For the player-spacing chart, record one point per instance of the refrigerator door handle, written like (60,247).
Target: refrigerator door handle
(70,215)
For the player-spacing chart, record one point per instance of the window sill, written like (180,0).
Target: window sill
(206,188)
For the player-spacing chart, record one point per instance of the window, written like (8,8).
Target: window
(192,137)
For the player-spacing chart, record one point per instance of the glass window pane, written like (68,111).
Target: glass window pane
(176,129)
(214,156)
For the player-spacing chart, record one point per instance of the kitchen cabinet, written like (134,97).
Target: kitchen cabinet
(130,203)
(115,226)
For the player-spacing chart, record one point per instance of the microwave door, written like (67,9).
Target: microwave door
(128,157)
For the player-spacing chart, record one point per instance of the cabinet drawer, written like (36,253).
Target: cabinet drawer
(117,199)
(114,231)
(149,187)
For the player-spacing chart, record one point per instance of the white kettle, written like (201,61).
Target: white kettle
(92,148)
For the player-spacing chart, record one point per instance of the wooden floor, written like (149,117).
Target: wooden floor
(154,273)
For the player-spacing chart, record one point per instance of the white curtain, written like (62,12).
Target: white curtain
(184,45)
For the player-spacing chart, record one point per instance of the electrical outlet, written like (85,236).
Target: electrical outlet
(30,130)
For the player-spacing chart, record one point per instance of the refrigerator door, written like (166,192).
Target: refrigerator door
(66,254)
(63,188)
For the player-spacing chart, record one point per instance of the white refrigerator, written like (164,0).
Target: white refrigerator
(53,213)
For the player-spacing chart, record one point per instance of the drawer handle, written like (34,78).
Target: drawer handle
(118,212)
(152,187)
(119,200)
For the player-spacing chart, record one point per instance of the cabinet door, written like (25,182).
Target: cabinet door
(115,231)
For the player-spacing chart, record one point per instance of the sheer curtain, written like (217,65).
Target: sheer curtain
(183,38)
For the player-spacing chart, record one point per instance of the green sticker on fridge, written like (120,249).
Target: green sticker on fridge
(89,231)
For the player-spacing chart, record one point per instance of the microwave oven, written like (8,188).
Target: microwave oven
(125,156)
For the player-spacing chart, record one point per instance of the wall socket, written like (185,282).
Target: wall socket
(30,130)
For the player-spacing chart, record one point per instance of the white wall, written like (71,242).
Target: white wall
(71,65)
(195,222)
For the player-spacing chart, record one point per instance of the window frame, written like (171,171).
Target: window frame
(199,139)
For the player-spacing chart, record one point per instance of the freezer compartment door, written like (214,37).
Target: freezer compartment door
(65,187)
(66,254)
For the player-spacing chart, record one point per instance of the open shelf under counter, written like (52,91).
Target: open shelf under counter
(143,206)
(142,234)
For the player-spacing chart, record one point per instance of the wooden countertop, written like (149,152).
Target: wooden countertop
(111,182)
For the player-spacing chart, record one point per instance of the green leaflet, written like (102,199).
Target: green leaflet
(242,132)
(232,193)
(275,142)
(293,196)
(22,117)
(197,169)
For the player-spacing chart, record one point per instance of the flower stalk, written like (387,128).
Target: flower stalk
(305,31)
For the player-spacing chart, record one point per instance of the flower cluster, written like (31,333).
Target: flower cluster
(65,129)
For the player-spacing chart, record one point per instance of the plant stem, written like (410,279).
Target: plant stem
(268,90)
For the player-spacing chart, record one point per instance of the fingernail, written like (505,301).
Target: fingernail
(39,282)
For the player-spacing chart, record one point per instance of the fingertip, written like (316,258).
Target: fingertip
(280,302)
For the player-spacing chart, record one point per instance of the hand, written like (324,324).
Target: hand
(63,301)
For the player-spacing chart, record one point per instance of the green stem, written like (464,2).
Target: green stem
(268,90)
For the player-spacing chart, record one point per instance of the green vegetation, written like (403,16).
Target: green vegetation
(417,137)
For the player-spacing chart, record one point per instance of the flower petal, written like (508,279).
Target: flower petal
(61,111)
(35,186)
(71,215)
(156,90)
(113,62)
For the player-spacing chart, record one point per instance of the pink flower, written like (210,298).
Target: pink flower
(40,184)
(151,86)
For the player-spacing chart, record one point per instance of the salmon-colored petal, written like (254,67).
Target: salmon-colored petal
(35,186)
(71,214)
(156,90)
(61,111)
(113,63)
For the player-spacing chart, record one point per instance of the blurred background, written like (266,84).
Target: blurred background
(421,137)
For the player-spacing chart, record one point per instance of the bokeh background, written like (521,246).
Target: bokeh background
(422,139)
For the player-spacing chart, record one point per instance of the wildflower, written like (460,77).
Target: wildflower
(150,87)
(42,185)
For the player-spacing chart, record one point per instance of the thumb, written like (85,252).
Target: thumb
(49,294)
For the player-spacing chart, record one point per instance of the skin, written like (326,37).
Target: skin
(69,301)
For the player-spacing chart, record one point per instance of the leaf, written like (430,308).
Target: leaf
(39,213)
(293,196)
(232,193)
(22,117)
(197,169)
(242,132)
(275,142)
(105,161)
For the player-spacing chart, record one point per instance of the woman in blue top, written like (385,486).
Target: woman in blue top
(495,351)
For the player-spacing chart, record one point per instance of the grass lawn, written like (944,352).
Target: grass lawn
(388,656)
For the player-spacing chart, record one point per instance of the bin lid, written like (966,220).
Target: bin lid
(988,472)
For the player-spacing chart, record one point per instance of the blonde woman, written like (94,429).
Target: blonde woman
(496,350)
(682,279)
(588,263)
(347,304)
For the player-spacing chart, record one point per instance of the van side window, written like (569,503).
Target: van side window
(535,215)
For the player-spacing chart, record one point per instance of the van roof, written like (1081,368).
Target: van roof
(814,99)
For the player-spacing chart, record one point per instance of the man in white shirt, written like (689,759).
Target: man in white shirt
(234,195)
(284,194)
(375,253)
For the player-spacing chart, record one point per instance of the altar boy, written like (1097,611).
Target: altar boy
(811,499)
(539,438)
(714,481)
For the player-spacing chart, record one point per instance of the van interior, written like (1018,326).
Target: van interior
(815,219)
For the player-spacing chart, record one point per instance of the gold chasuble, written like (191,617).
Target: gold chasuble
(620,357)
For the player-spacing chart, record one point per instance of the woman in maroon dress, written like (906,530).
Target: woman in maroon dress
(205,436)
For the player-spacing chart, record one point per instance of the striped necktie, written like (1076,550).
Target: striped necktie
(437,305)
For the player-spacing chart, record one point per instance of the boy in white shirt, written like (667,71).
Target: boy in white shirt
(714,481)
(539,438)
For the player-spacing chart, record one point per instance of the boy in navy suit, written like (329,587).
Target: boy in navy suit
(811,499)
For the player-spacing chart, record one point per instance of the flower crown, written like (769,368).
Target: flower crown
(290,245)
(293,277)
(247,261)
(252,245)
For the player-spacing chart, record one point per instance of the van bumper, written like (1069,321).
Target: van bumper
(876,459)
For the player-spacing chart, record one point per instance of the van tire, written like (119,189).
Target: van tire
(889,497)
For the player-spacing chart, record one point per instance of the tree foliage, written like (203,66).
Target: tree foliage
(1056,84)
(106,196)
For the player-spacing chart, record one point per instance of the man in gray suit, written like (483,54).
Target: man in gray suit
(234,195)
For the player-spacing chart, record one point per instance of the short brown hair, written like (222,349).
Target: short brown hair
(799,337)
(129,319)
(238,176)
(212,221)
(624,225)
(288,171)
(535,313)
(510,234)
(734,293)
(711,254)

┄┄┄┄┄┄┄┄┄┄

ACTIVITY
Reproduce the material exactly, and keep every line as it is.

WRITTEN RESPONSE
For the player-spacing chart, record one point per instance of the refrigerator door handle, written like (60,247).
Target: refrigerator door handle
(70,215)
For the player-spacing chart, record one point per instance of the window sill, written like (180,0).
Target: window sill
(206,188)
For the player-spacing chart, record one point per instance of the window, written like (8,8).
Target: window
(192,137)
For the player-spacing chart, record one point per instance of the glass window pane, written like (68,111).
Target: glass window pane
(176,129)
(214,156)
For the player-spacing chart, record one point per instance of the kitchen cabinet, written like (134,97).
Target: kitchen cabinet
(130,203)
(115,226)
For the player-spacing chart, record one point per instance of the microwave door, written like (67,9).
Target: microwave door
(128,157)
For the player-spacing chart, record one point per instance of the cabinet drawer, written like (36,253).
Target: cabinet drawer
(117,199)
(114,231)
(149,187)
For the player-spacing chart, record one point per instance of the white kettle, written like (201,61).
Target: white kettle
(92,148)
For the player-spacing chart, record one point per instance of the wooden floor, written like (149,117).
Target: wooden floor
(154,273)
For the player-spacing chart, record one point per instance of the white curtain, written like (62,12).
Target: white curtain
(184,45)
For the player-spacing chart, record one point per instance of the electrical outlet, written like (85,236).
Target: electrical outlet
(30,130)
For the player-spacing chart, record one point per instance of the refrigerator door, written like (166,192).
Target: refrigerator door
(66,254)
(63,188)
For the player-spacing chart, record one point per instance of the white refrigerator, written like (164,0).
Target: white refrigerator
(53,213)
For the player-spacing chart, record one point per instance of the drawer handle, written like (34,78).
Target: drawer handle
(118,212)
(152,187)
(119,200)
For the player-spacing chart, record one point per instance of the cabinet door, written like (25,182).
Target: cabinet door
(115,231)
For the player-spacing chart, record one point per instance of the sheer curtain, written like (217,65).
Target: sheer curtain
(183,38)
For the player-spacing chart, record one point per instance of the green sticker on fridge, written like (120,249).
Target: green sticker on fridge
(89,231)
For the player-spacing chart, record one point per instance of the microwave oven, written like (8,188).
Target: microwave oven
(125,156)
For the player-spacing chart, record one point per instance of the wall socket, written like (185,282).
Target: wall socket
(30,130)
For the player-spacing chart, record one point per instance of the white wall, written like (71,242).
Target: white wall
(71,65)
(195,222)
For the player-spacing chart, record one point per instance of the window frame, written like (171,171).
Target: window frame
(199,139)
For the player-spacing chart, record one point per instance of the freezer compartment door, written like (214,37).
Target: freezer compartment door
(65,187)
(66,254)
For the player-spacing chart, record one point per instance of the open shelf under counter, written like (52,91).
Target: open shelf under counter
(143,206)
(142,234)
For the player-spacing chart, record one point per instance of the wooden countertop, written like (149,152).
Target: wooden countertop
(111,182)
For the player-spacing chart, record one point per instance of the green leaflet, written like (102,199).
Target: green leaflet
(242,132)
(232,193)
(275,142)
(293,196)
(22,117)
(197,169)
For the player-spacing chart, record one point per instance of the flower stalk, written like (387,128).
Target: flower stalk
(305,31)
For the player-spacing chart, record one point per instance of the flower cluster, written like (31,333).
Target: flower cluster
(65,129)
For the player-spacing chart, record one point per instance of the plant stem, written like (410,279).
Target: plant stem
(268,90)
For the player-spacing chart, record one point per instance of the fingernail, written like (505,301).
Target: fingernail
(39,282)
For the player-spacing chart, record one point per instance of the fingertip, written like (316,258).
Target: fingertip
(280,302)
For the player-spacing chart, record one point per instance of the hand, written like (324,324).
Target: hand
(63,301)
For the player-spacing chart, record one point per instance of the green stem, written like (464,2).
Target: green stem
(268,90)
For the player-spacing chart, record one point per instance of the green vegetation, written like (403,16).
Target: green vegetation
(417,137)
For the player-spacing chart, record one point per instance of the flower petal, written like (508,279).
Target: flower petal
(61,111)
(35,186)
(71,215)
(156,90)
(113,62)
For the player-spacing chart, record one point per instance of the pink flower, written like (210,298).
Target: pink flower
(40,184)
(151,86)
For the player-spacing chart, record one point per instance of the salmon-colored petal, written like (254,67).
Target: salmon-colored petal
(35,186)
(71,214)
(156,90)
(61,111)
(113,63)
For the player-spacing chart, record one point per instance of the blurred background, written like (266,84).
Target: blurred background
(421,137)
For the player-spacing chart, record one point per instance of the bokeh background, written like (521,246).
Target: bokeh background
(422,139)
For the player-spacing chart, record one point per instance of the wildflower, written like (460,77).
Target: wildflower
(150,87)
(42,185)
For the player-spacing chart, record one point per instance of the thumb, written like (85,252).
Target: thumb
(49,294)
For the player-spacing chart, record one point per instance of the skin, written like (326,37).
Target: skin
(69,301)
For the player-spacing chart, record one point per instance of the leaf, written like (430,308).
Target: leaf
(39,213)
(293,196)
(232,193)
(22,117)
(197,169)
(242,132)
(275,142)
(105,161)
For the player-spacing chart, record one point per instance of the woman in blue top, written like (385,486).
Target: woman in blue top
(495,351)
For the player-spacing chart, record one point per instance of the grass lawn, written like (944,352).
Target: grass lawn
(388,656)
For the player-spacing chart, record one point per instance of the bin lid, written like (966,220).
Target: bin lid
(988,472)
For the player-spacing chart, record one point per instance of the blonde woman, written like (94,429).
Target: blonde woman
(496,350)
(682,279)
(588,263)
(347,304)
For the player-spacing chart, record one point per instance of the van side window, written like (569,503).
Target: van side window
(535,215)
For the player-spacing chart, record one point per instance of the van roof, written like (1081,368).
Target: van roof
(814,99)
For the player-spacing chart, record one point per instance of the man in white shirt, written like (689,759).
Target: man in white shirt
(234,195)
(284,194)
(375,253)
For the player-spacing chart, record one point per instance of the altar boy, written like (1097,611).
Target: altar boy
(811,499)
(539,438)
(714,481)
For the player-spacing chart, record one point per instance of the van interior, written like (1018,326).
Target: van interior
(815,219)
For the player-spacing chart, record one point per instance of the gold chasuble, written like (191,617).
Target: gold chasuble
(620,357)
For the player-spacing chart, record one point per instance of the woman in maroon dress, written like (906,530).
Target: woman in maroon dress
(205,436)
For the player-spacing chart, record one point per instance of the striped necktie, written like (1076,550).
Target: striped necktie
(437,305)
For the player-spacing chart, record one point per instance of the boy in white shirt, written like (667,71).
Target: boy in white shirt
(714,481)
(539,438)
For the player-spacing chart, record one point per instance of the boy in navy suit, written like (329,587).
Target: boy in navy suit
(811,499)
For the player-spacing chart, record one point per instance of the flower crown, written like (769,368).
Target: flower crown
(290,245)
(293,277)
(247,261)
(252,245)
For the player-spacing chart, record one point per instance of the van bumper, written like (1069,321).
Target: van bumper
(876,459)
For the player-spacing chart, record one point per instance of the van tire, written like (119,189).
Target: van tire
(889,497)
For the player-spacing chart, record one point per instance of the tree foliage, written like (203,66).
Target: tree foliage
(1056,84)
(106,196)
For the player-spacing chart, record one point per instance of the man in gray suit, written like (483,54).
Target: man in gray suit
(234,195)
For the player-spacing chart, record one point per instance of the short brown hair, written like (222,349).
Target: short brown hair
(799,337)
(129,319)
(238,176)
(212,221)
(624,225)
(288,171)
(535,313)
(510,234)
(734,293)
(711,254)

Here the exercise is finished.